### TASK
Exclude the pictures, then copy all remaining records exactly.

### EXERCISE INPUT
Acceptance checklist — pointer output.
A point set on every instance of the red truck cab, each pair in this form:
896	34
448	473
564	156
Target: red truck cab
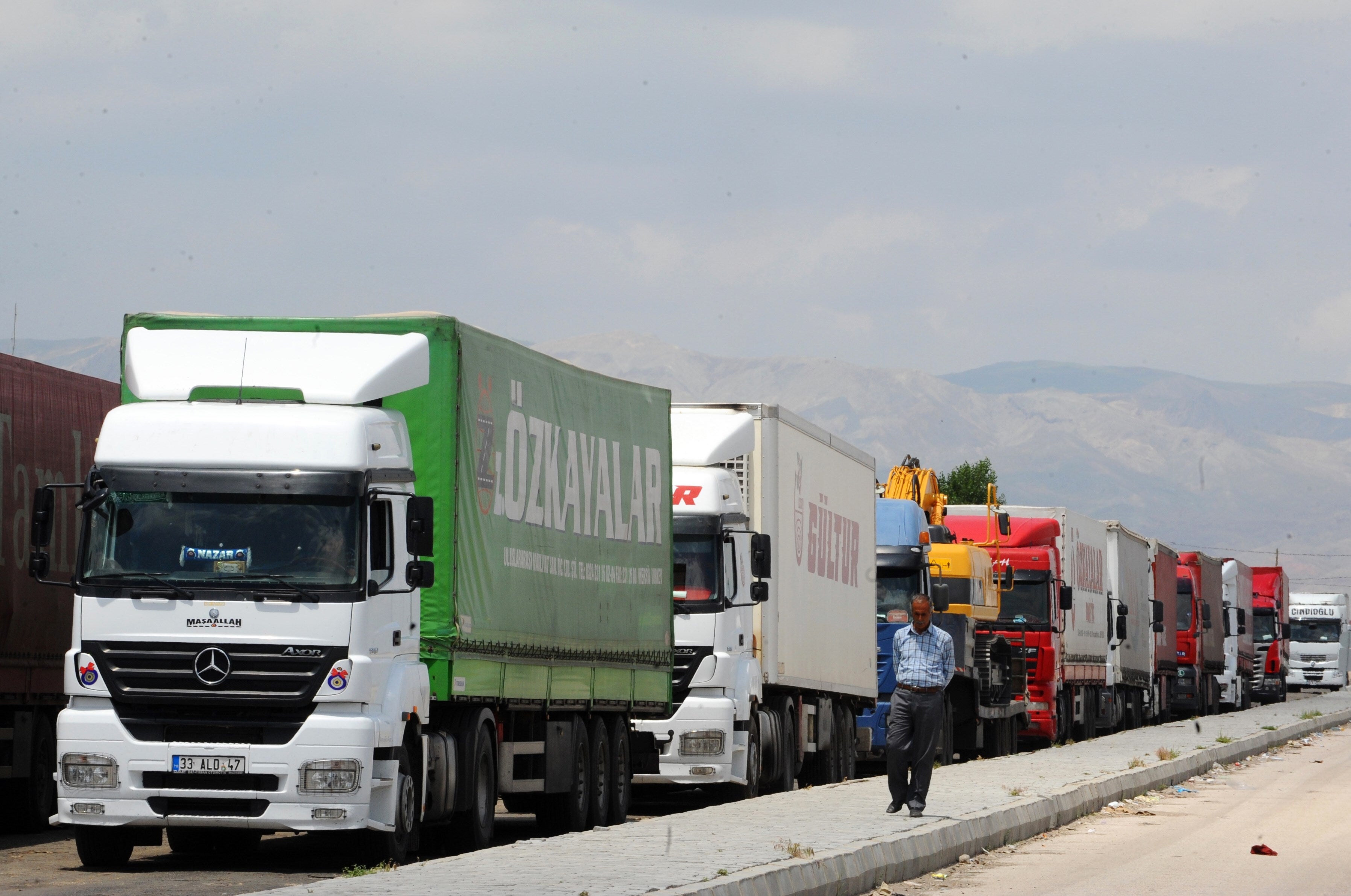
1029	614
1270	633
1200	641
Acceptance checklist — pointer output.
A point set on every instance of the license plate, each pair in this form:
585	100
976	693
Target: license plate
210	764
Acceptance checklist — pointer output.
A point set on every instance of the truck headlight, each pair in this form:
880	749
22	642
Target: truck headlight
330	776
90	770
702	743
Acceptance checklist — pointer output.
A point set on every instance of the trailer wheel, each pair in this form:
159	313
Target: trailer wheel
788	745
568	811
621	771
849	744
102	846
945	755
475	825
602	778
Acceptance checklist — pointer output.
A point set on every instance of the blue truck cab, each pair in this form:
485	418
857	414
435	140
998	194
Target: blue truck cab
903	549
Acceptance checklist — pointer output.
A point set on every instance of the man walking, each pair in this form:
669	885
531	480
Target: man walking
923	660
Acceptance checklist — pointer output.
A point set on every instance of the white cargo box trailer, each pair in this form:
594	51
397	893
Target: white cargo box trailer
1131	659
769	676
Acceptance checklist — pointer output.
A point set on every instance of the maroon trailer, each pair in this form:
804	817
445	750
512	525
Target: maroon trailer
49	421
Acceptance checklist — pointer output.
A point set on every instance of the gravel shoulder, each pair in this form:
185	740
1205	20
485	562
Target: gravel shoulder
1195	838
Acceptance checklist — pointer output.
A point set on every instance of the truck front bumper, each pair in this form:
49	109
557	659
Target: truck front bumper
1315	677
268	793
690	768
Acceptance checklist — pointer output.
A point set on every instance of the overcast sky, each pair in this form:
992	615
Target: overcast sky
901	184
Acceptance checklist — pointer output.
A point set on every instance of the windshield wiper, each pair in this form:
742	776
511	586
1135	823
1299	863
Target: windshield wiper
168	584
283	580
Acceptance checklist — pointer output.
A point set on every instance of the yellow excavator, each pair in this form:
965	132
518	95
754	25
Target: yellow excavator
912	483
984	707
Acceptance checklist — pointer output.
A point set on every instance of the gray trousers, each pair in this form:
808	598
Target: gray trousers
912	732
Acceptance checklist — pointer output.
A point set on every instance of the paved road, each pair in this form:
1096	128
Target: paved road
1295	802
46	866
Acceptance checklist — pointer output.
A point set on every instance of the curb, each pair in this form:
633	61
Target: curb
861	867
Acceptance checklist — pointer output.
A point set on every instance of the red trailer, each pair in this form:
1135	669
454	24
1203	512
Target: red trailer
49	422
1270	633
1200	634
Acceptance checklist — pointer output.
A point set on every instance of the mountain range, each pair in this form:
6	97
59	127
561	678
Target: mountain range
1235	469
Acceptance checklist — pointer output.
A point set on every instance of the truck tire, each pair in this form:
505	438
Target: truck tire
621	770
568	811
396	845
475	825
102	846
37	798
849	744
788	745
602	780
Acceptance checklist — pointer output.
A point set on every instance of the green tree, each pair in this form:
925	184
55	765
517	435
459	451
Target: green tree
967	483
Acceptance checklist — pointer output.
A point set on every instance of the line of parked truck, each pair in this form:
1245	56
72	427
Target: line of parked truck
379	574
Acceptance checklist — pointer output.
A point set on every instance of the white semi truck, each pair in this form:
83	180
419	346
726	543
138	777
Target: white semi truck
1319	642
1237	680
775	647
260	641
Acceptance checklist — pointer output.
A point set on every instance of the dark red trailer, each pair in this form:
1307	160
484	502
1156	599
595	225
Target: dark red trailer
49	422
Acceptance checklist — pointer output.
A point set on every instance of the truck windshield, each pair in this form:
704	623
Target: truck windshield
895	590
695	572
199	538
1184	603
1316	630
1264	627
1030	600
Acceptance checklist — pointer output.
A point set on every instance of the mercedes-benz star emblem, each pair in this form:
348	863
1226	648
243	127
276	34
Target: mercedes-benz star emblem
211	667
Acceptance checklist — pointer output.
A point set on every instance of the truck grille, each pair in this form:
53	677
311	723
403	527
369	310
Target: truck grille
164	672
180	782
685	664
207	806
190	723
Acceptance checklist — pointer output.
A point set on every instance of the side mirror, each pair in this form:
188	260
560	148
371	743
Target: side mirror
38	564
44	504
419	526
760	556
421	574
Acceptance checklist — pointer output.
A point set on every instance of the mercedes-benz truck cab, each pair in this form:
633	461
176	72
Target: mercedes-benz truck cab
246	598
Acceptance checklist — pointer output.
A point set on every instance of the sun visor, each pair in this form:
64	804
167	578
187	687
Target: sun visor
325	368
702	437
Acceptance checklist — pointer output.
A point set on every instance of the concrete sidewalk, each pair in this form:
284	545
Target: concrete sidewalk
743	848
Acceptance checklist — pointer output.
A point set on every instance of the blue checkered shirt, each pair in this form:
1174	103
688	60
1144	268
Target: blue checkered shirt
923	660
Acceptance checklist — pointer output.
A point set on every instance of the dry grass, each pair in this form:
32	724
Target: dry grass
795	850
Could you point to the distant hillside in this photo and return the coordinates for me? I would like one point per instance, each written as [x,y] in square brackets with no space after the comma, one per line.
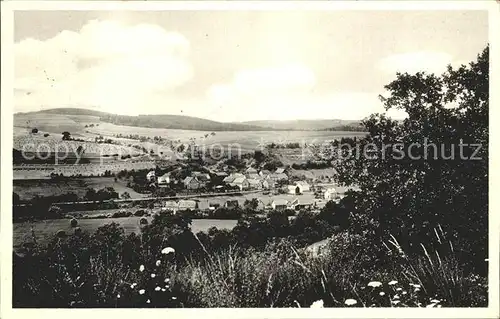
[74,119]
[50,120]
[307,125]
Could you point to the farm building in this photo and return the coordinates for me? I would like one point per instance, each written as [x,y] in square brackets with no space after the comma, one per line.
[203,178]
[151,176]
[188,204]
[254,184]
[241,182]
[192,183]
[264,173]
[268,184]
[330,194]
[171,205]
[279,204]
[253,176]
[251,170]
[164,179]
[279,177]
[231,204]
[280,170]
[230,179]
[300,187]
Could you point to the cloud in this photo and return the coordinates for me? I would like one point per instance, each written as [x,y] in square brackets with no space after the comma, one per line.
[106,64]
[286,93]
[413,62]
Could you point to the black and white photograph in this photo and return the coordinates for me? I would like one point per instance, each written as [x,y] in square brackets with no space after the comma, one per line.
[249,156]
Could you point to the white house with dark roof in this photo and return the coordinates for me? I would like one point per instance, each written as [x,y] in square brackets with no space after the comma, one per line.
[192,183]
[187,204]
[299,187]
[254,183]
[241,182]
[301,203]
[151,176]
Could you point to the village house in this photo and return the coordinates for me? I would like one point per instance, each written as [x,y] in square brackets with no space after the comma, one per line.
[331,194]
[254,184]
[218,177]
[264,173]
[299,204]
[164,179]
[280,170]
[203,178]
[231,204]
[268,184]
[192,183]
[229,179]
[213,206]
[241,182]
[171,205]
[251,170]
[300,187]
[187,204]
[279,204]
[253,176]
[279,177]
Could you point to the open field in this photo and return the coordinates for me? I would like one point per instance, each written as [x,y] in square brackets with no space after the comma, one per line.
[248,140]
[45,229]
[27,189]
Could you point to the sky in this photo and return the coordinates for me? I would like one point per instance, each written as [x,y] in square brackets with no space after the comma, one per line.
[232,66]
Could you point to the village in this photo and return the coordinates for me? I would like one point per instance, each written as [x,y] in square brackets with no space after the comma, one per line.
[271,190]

### RESPONSE
Acceptance checklist — pointer output.
A point set on every instance of the red truck cab, each pair in this form:
896	34
448	473
564	156
Target: red truck cab
1029	614
1270	633
1200	641
Acceptance checklist — pointer output.
A point set on every instance of the license plate, each pair in this form:
585	100
976	693
Target: license plate
210	764
Acceptance checklist — pointer output.
A point set on every instance of the truck headlight, each pair in this form:
880	749
22	642
Target: truck headlight
330	776
90	770
702	743
Acceptance checklist — pointer output.
A point set on every instance of the trailer wheel, each pair in this form:
159	313
Target: trailer wheel
788	745
568	811
621	771
849	744
102	846
945	755
475	825
602	778
Acceptance checklist — pointer output.
A point set on every instance of the blue truck cab, each pair in this form:
485	418
857	414
435	140
998	194
Target: blue truck cab
903	549
Acceptance checklist — pointer output.
A point set on every instance of the man walking, each pair in this form:
669	885
531	480
Target: man walking
923	660
Acceptance checklist — pointer output.
A point set on every instance of the white cargo box trailer, each pair in this form:
594	51
397	893
Target: white cargo box trailer
1131	659
769	676
Acceptance checklist — pointer output.
A point set on every instance of the maroon trailer, each pair in this form:
804	817
445	750
512	525
Target: maroon trailer
49	421
Acceptance checklist — pointer output.
A point set on every instance of the gravel shoulder, each pair in this form:
185	740
1205	20
485	562
Target: gravel shoulder
1195	838
Acceptance checklist — pointer output.
A point set on every instance of the truck front bumper, each pair in this form:
49	109
557	659
Target: truck front bumper
1315	677
268	793
690	768
Acceptance checklist — pointer output.
A point set on every instance of the overcast sky, each pair in this form:
992	615
Target: overcast sky
901	184
Acceptance checklist — pointer output.
A point set on every instance of the windshield wiper, each pair in this form:
742	776
511	586
1135	823
1299	863
Target: windshield wiper
168	584
283	580
Acceptance checklist — pointer output.
A point set on every instance of the yellow excavator, each pair in this form:
965	132
518	95
754	25
Target: yellow excavator
912	483
984	707
Acceptance checklist — pointer output.
A point set on every instance of the gray trousers, each pair in this form:
808	598
Target: gray trousers
912	732
Acceptance checklist — pointer output.
A point set on every instance of the paved road, each pair in this form:
1096	128
Target: paved road
1295	802
46	866
Acceptance checklist — pointer output.
A point set on every instance of the curb, each pair in this form:
633	61
Target: curb
861	867
Acceptance checklist — pointer output.
A point set on every instance of the red trailer, each pair in this form:
1135	669
454	24
1203	512
Target: red trailer
49	422
1270	633
1200	634
Acceptance checklist — pointer output.
A point set on every instance of the mountain range, each pair in this form:
6	97
59	127
561	678
Target: mountain range
1235	469
Acceptance checklist — pointer output.
A point set on every instance of the truck tire, each pair in this form:
505	438
Target: truck tire
621	770
568	811
396	845
475	825
102	846
37	798
849	744
788	745
602	780
Acceptance checklist — pointer output.
A point set on every instance of the green tree, each pair in this form:
925	184
55	765
517	435
459	451
Target: green tree
967	483
Acceptance checklist — pointer output.
A point set on every instance of the line of parked truck, each pair in this form:
1245	56
72	427
Target: line of parked truck
379	574
Acceptance checklist — pointer output.
A point set on every instance of the white semi truck, each pair in this form:
83	180
419	346
726	543
138	777
Target: white semi truck
1319	642
1237	680
775	647
260	641
Acceptance checklist — pointer output.
A point set on every instance of the dark red trailer, each pair in this form:
1307	160
484	502
1156	599
595	225
Target: dark red trailer
49	422
Acceptance checklist — pointer output.
A point set on every instance of the truck windshield, each pair in this form:
704	623
Target: truck windshield
895	590
695	572
199	538
1184	603
1316	630
1264	627
1030	600
Acceptance checklist — pointer output.
A point set on every instance of the mercedes-benz star emblem, each pair in this form:
348	863
1226	648
243	127
276	34
Target: mercedes-benz star emblem
211	667
Acceptance checklist — pointer output.
A point set on every instance of the truck grille, each pair in this form:
53	677
311	723
403	527
369	310
Target: truck grille
164	672
180	782
685	664
207	806
190	723
Acceptance checklist — pointer output.
A point set on every instance of the side mirror, each pair in this form:
188	260
560	148
371	743
Target: side mirror
38	564
44	504
419	526
760	556
421	574
Acceptance checklist — pointer output.
A point set on every instance of the mercedes-benz truck cab, each pair in this form:
633	461
176	72
Target: mercedes-benz truck cab
246	598
Acceptance checklist — pointer output.
A point set on every instance of the sun visor, each pair in this form:
64	804
167	578
187	687
Target: sun visor
325	368
702	437
Acceptance checklist — pointer output.
A point set on every instance of the concrete sidewalk, each pair in this form:
284	545
Target: concrete sidewalk
743	848
Acceptance checklist — pointer output.
A point set on every instance of the blue checkered shirt, each pair in this form:
1174	103
688	60
1144	268
Target: blue checkered shirt
923	660
Acceptance checklist — pointer output.
A point set on every instance of the dry grass, each pair in this form:
32	724
Target: dry grass
795	850
Could you point to the distant hillside in this photo and return the coordinates for me? I would like one point per instance, each written as [x,y] in square brackets with no space after the comma, one per line.
[74,119]
[50,120]
[307,125]
Could you point to the farm building in this photo and return the coordinates for me? I would like one point per instance, each written as [x,y] in square brackets with no space after the comma, one per line.
[203,178]
[151,176]
[188,204]
[254,184]
[241,182]
[192,183]
[264,173]
[268,184]
[330,194]
[171,205]
[279,204]
[253,176]
[251,170]
[164,179]
[279,177]
[231,204]
[280,170]
[230,179]
[300,187]
Could you point to the cloud in this photo and return the coordinates for me? I would like one point per instance, each written as [x,y] in square brackets with no space after the comma, one per line.
[106,64]
[286,93]
[413,62]
Could you point to the black and white photograph in this photo and return the coordinates for me? I would like one point per instance, each written as [x,y] in square brackets with no space after the comma, one per line.
[249,156]
Could you point to the white house with dark roof in this photo and return the coordinates for me? I would like one point per instance, each written as [x,y] in square brackets with no space after the comma, one per line.
[192,183]
[187,204]
[299,187]
[254,183]
[241,182]
[301,203]
[151,176]
Could you point to the village house in this photo and return the coordinates for me? I would like one point per instance, each written as [x,y] in square brackets with no space after the comma, one per line.
[331,194]
[254,184]
[218,177]
[264,173]
[299,204]
[164,179]
[280,170]
[203,178]
[231,204]
[268,184]
[192,183]
[229,179]
[213,206]
[241,182]
[171,205]
[251,170]
[300,187]
[187,204]
[279,204]
[253,176]
[279,177]
Could you point to the open field in this photo and return the coordinates for me? I would like one point per instance, each written as [x,y] in square brackets with no space after the comma, one per line.
[248,140]
[45,229]
[27,189]
Could you point to the sky in this photo and return the coordinates for me? I would like one point per instance, each written as [x,y] in square brackets with no space after the comma, one per line.
[232,66]
Could you point to the village in this photo and return the coordinates for me? I would like one point per instance, each written as [x,y] in square brackets with no space after the comma, one per line.
[271,190]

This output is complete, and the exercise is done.